Turn every line of the rows below into a Markdown table with two columns, Number and Line, numbering the lines in order and leaving out blank ones.

Provided information
··········
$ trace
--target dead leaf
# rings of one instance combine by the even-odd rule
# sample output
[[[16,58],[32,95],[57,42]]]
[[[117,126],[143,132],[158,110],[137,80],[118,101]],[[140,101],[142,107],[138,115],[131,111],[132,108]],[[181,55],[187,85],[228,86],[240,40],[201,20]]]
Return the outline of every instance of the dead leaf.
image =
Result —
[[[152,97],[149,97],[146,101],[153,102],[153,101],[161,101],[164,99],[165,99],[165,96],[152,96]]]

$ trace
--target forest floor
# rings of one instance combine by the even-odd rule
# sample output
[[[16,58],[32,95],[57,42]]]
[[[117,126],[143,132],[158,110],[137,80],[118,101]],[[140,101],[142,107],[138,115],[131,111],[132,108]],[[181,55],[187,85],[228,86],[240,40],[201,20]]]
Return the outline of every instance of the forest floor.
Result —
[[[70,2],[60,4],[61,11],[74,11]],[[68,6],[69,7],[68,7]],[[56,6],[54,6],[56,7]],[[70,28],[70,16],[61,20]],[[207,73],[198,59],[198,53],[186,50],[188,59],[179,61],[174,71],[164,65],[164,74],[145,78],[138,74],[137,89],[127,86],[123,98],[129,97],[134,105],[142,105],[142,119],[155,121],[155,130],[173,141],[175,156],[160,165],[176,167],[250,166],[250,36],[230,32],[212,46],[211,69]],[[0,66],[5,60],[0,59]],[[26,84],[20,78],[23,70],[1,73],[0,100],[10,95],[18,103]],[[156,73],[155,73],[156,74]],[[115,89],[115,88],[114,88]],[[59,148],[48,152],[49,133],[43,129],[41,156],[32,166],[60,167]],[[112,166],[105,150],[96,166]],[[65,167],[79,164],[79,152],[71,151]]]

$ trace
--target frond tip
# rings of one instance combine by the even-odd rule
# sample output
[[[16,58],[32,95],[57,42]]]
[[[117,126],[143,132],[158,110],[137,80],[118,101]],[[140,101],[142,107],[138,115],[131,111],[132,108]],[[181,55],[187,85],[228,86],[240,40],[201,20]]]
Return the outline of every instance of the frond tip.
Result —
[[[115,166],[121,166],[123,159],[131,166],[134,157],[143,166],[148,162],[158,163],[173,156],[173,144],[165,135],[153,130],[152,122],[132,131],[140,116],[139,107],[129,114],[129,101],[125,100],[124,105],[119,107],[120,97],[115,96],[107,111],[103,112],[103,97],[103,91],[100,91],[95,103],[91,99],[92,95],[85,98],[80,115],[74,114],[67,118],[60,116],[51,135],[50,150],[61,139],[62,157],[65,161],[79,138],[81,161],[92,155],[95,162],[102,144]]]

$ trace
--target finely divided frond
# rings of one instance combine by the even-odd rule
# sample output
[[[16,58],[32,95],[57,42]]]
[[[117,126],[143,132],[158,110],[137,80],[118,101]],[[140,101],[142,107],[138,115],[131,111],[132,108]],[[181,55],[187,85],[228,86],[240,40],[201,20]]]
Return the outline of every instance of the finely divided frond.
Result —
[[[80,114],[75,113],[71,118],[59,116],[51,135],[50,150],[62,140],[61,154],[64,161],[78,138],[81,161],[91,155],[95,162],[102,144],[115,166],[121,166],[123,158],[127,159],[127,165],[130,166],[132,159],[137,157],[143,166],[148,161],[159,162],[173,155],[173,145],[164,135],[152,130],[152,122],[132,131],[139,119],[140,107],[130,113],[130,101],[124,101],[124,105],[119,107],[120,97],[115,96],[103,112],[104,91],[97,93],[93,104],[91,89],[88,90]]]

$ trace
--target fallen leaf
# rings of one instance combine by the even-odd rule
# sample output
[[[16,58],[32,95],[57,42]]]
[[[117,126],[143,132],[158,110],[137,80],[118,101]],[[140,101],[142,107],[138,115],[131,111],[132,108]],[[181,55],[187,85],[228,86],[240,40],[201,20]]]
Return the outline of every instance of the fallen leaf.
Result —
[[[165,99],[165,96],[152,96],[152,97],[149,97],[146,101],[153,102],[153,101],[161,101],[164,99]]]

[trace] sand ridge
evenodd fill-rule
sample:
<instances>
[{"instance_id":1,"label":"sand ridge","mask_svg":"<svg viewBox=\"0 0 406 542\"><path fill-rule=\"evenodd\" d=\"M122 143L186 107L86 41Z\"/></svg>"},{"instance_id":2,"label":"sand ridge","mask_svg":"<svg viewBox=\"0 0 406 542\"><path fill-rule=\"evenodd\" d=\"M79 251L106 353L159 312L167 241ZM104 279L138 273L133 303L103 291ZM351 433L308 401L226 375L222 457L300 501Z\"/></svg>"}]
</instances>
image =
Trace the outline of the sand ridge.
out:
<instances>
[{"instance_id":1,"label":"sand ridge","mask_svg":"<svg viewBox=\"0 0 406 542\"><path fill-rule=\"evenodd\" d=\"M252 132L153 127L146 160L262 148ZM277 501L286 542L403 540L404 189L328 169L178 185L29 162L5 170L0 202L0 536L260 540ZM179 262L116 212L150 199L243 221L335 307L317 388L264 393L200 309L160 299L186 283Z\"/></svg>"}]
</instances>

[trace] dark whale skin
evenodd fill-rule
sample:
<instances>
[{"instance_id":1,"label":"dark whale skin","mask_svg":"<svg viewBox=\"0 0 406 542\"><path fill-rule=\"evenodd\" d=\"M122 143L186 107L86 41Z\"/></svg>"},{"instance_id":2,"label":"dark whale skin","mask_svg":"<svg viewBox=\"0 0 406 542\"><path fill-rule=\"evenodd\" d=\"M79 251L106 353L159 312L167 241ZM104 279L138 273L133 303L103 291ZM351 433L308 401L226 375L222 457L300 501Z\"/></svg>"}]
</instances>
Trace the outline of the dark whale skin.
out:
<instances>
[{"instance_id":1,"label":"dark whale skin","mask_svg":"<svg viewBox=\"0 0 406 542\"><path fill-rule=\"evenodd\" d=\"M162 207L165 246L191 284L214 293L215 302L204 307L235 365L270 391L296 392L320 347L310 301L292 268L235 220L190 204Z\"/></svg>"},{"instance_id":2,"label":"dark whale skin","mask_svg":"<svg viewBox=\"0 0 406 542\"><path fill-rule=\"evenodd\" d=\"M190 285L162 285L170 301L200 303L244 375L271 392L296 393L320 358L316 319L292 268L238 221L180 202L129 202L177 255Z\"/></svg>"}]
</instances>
··········
Result for this task
| Number | Line |
|---|---|
| 1 | $ trace |
| 2 | --target dead leaf |
| 3 | # rings of one instance combine by the even-odd rule |
| 4 | # sample output |
| 5 | [[[16,58],[32,95],[57,42]]] |
| 6 | [[[117,126],[143,132],[158,110],[137,80],[118,101]],[[140,101],[142,107],[138,115],[131,111],[132,108]],[[181,55],[187,85],[228,86],[240,40],[201,20]]] |
| 7 | Return the outline of every instance of the dead leaf. |
| 8 | image = |
| 9 | Result — |
| 10 | [[[152,97],[149,97],[146,101],[153,102],[153,101],[161,101],[164,99],[165,99],[165,96],[152,96]]] |
| 11 | $ trace |
| 12 | --target forest floor |
| 13 | # rings of one instance combine by the even-odd rule |
| 14 | # sample output |
| 15 | [[[16,58],[32,95],[57,42]]] |
| 16 | [[[117,126],[143,132],[158,110],[137,80],[118,101]],[[140,101],[142,107],[138,115],[131,111],[132,108]],[[181,55],[187,85],[228,86],[240,40],[201,20]]] |
| 17 | Return the outline of every instance of the forest floor. |
| 18 | Result — |
| 19 | [[[70,2],[60,4],[61,11],[74,11]],[[68,6],[69,7],[68,7]],[[56,6],[54,6],[56,7]],[[70,28],[70,16],[61,20]],[[207,73],[198,59],[198,53],[186,50],[188,59],[179,61],[174,71],[164,65],[164,74],[145,78],[138,74],[137,89],[127,86],[123,98],[129,97],[134,105],[142,105],[142,119],[155,121],[155,130],[173,141],[175,156],[160,165],[176,167],[250,166],[250,36],[230,32],[212,46],[211,69]],[[0,66],[5,60],[0,59]],[[26,84],[20,78],[23,70],[1,73],[0,100],[10,95],[18,103]],[[156,73],[155,73],[156,74]],[[115,89],[115,88],[114,88]],[[59,148],[48,152],[49,133],[43,129],[41,156],[32,166],[60,167]],[[112,166],[105,150],[96,166]],[[65,167],[79,164],[79,152],[71,151]]] |
| 20 | $ trace |
| 21 | --target frond tip |
| 22 | # rings of one instance combine by the even-odd rule |
| 23 | # sample output |
| 24 | [[[16,58],[32,95],[57,42]]] |
| 25 | [[[117,126],[143,132],[158,110],[137,80],[118,101]],[[140,101],[142,107],[138,115],[131,111],[132,108]],[[181,55],[187,85],[228,86],[240,40],[201,20]]] |
| 26 | Return the outline of every instance of the frond tip. |
| 27 | Result — |
| 28 | [[[115,166],[121,166],[123,159],[131,166],[134,157],[143,166],[148,162],[158,163],[173,156],[173,144],[165,135],[153,130],[152,122],[132,131],[140,116],[139,107],[129,114],[129,101],[125,100],[124,105],[119,107],[120,97],[115,96],[107,111],[103,112],[103,97],[103,91],[100,91],[95,103],[91,99],[92,95],[85,98],[80,115],[74,114],[67,118],[60,116],[51,135],[50,150],[61,139],[62,157],[65,161],[79,138],[81,161],[92,155],[95,162],[102,144]]] |
| 29 | $ trace |
| 30 | --target finely divided frond |
| 31 | # rings of one instance combine by the even-odd rule |
| 32 | # sample output |
| 33 | [[[16,58],[32,95],[57,42]]] |
| 34 | [[[117,126],[143,132],[158,110],[137,80],[118,101]],[[140,101],[142,107],[138,115],[131,111],[132,108]],[[181,55],[187,85],[228,86],[240,40],[201,20]]] |
| 35 | Return the outline of every instance of the finely divided frond. |
| 36 | Result — |
| 37 | [[[80,114],[75,113],[71,118],[59,116],[51,135],[50,150],[62,140],[61,154],[64,161],[78,138],[81,161],[91,155],[95,162],[102,144],[115,166],[121,166],[123,158],[127,159],[127,165],[130,166],[132,159],[137,157],[143,166],[148,161],[159,162],[173,155],[173,145],[164,135],[152,130],[152,122],[132,131],[139,119],[140,107],[130,113],[130,101],[124,101],[124,105],[119,107],[120,97],[115,96],[103,112],[104,91],[97,93],[93,104],[91,89],[88,90]]] |
| 38 | $ trace |
| 39 | --target fallen leaf |
| 40 | # rings of one instance combine by the even-odd rule |
| 41 | # sample output |
| 42 | [[[16,58],[32,95],[57,42]]] |
| 43 | [[[117,126],[143,132],[158,110],[137,80],[118,101]],[[140,101],[142,107],[138,115],[131,111],[132,108]],[[181,55],[187,85],[228,86],[240,40],[201,20]]] |
| 44 | Return the outline of every instance of the fallen leaf. |
| 45 | Result — |
| 46 | [[[165,99],[165,96],[152,96],[152,97],[149,97],[146,101],[153,102],[153,101],[161,101],[164,99]]] |
| 47 | [trace] sand ridge |
| 48 | evenodd fill-rule |
| 49 | sample: |
| 50 | <instances> |
| 51 | [{"instance_id":1,"label":"sand ridge","mask_svg":"<svg viewBox=\"0 0 406 542\"><path fill-rule=\"evenodd\" d=\"M122 143L186 107L86 41Z\"/></svg>"},{"instance_id":2,"label":"sand ridge","mask_svg":"<svg viewBox=\"0 0 406 542\"><path fill-rule=\"evenodd\" d=\"M79 251L106 353L159 312L167 241ZM104 279L138 273L133 303L103 291ZM351 433L308 401L226 375L222 457L300 501Z\"/></svg>"}] |
| 52 | </instances> |
| 53 | image = |
| 54 | Trace the outline of the sand ridge. |
| 55 | out: |
| 56 | <instances> |
| 57 | [{"instance_id":1,"label":"sand ridge","mask_svg":"<svg viewBox=\"0 0 406 542\"><path fill-rule=\"evenodd\" d=\"M252 132L153 127L146 160L262 148ZM277 501L286 542L403 540L404 189L328 169L178 185L29 162L5 170L0 202L0 536L260 540ZM179 262L116 212L150 199L243 221L335 307L317 388L264 393L200 309L160 299L186 283Z\"/></svg>"}] |
| 58 | </instances> |
| 59 | [trace] dark whale skin |
| 60 | evenodd fill-rule |
| 61 | sample: |
| 62 | <instances> |
| 63 | [{"instance_id":1,"label":"dark whale skin","mask_svg":"<svg viewBox=\"0 0 406 542\"><path fill-rule=\"evenodd\" d=\"M122 143L186 107L86 41Z\"/></svg>"},{"instance_id":2,"label":"dark whale skin","mask_svg":"<svg viewBox=\"0 0 406 542\"><path fill-rule=\"evenodd\" d=\"M79 251L106 353L159 312L167 241ZM104 279L138 273L133 303L103 291ZM351 433L308 401L226 375L222 457L300 501Z\"/></svg>"}] |
| 64 | </instances> |
| 65 | Trace the outline of the dark whale skin. |
| 66 | out: |
| 67 | <instances> |
| 68 | [{"instance_id":1,"label":"dark whale skin","mask_svg":"<svg viewBox=\"0 0 406 542\"><path fill-rule=\"evenodd\" d=\"M162 207L165 246L191 284L214 293L215 302L204 307L235 365L270 391L296 392L320 347L310 301L292 268L235 220L190 204Z\"/></svg>"},{"instance_id":2,"label":"dark whale skin","mask_svg":"<svg viewBox=\"0 0 406 542\"><path fill-rule=\"evenodd\" d=\"M190 285L162 285L170 301L200 303L244 375L271 392L296 393L320 358L316 319L292 268L238 221L180 202L129 202L177 255Z\"/></svg>"}] |
| 69 | </instances> |